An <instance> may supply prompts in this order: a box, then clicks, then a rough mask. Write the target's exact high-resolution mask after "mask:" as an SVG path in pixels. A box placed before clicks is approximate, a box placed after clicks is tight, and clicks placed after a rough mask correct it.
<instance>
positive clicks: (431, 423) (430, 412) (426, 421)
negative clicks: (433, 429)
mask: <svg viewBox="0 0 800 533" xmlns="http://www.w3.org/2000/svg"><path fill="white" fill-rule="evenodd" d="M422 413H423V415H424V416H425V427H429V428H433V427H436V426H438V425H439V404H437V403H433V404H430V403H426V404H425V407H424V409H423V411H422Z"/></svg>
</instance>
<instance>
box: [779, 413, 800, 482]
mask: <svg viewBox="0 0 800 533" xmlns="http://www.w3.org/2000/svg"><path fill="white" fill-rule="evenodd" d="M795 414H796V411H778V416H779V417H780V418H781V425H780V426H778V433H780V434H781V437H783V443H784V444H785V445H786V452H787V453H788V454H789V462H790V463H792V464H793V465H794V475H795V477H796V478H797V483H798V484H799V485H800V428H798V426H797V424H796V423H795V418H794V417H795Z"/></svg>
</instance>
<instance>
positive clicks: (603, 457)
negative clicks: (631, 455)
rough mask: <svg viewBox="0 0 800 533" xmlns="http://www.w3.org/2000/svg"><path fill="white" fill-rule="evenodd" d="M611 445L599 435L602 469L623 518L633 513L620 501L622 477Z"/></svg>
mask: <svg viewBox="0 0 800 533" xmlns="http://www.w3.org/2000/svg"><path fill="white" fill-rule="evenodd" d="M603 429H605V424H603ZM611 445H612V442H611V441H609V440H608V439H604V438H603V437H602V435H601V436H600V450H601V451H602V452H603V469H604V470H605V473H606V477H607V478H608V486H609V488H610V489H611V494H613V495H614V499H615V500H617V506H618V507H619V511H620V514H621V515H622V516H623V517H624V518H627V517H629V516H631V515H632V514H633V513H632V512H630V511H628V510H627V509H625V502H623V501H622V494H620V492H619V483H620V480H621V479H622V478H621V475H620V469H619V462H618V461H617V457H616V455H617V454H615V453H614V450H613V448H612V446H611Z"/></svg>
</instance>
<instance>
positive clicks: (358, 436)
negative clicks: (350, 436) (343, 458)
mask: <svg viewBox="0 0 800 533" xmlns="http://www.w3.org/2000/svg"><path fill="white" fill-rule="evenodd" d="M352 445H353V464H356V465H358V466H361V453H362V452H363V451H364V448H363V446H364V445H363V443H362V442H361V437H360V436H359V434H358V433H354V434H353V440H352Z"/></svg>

──────────────────────────────

Print out the records exactly as they were entered.

An <instance> may supply prompts in this order: a box, then clicks, then a rough mask. Write the target's exact high-resolution mask after "mask:" as an SVG path in pixels. A box placed before clicks is approximate, a box placed after clicks is tight, and clicks placed after a rough mask correct it.
<instance>
positive clicks: (431, 423) (430, 412) (426, 421)
negative clicks: (433, 429)
mask: <svg viewBox="0 0 800 533" xmlns="http://www.w3.org/2000/svg"><path fill="white" fill-rule="evenodd" d="M422 413H423V415H424V416H425V427H429V428H433V427H436V426H438V425H439V404H437V403H433V404H430V403H426V404H425V407H424V409H423V411H422Z"/></svg>
</instance>
<instance>
box: [779, 413, 800, 482]
mask: <svg viewBox="0 0 800 533" xmlns="http://www.w3.org/2000/svg"><path fill="white" fill-rule="evenodd" d="M795 414H796V411H778V416H779V417H780V418H781V425H780V426H778V433H780V434H781V437H783V443H784V444H785V445H786V452H787V453H788V454H789V462H790V463H792V464H793V465H794V475H795V477H796V478H797V483H798V484H799V485H800V428H798V426H797V424H796V423H795V418H794V417H795Z"/></svg>
</instance>
<instance>
positive clicks: (603, 457)
negative clicks: (631, 455)
rough mask: <svg viewBox="0 0 800 533" xmlns="http://www.w3.org/2000/svg"><path fill="white" fill-rule="evenodd" d="M611 445L599 435L602 469L623 518L633 513L620 501L622 477Z"/></svg>
mask: <svg viewBox="0 0 800 533" xmlns="http://www.w3.org/2000/svg"><path fill="white" fill-rule="evenodd" d="M603 429H605V424H603ZM611 445H612V442H611V441H609V440H608V439H604V438H603V437H602V435H601V436H600V450H601V451H602V452H603V469H604V470H605V473H606V477H607V478H608V486H609V488H610V489H611V494H613V495H614V499H615V500H617V506H618V507H619V511H620V514H621V515H622V516H623V517H624V518H627V517H629V516H631V515H632V514H633V513H632V512H630V511H628V510H627V509H625V502H623V501H622V494H620V492H619V483H620V480H621V479H622V478H621V475H620V469H619V462H618V461H617V457H616V455H617V454H615V453H614V450H613V448H612V446H611Z"/></svg>
</instance>
<instance>
positive clicks: (358, 436)
negative clicks: (350, 436) (343, 458)
mask: <svg viewBox="0 0 800 533" xmlns="http://www.w3.org/2000/svg"><path fill="white" fill-rule="evenodd" d="M352 445H353V464H356V465H358V466H361V453H362V452H363V451H364V448H363V446H364V445H363V443H362V442H361V437H360V436H359V434H358V433H354V434H353V440H352Z"/></svg>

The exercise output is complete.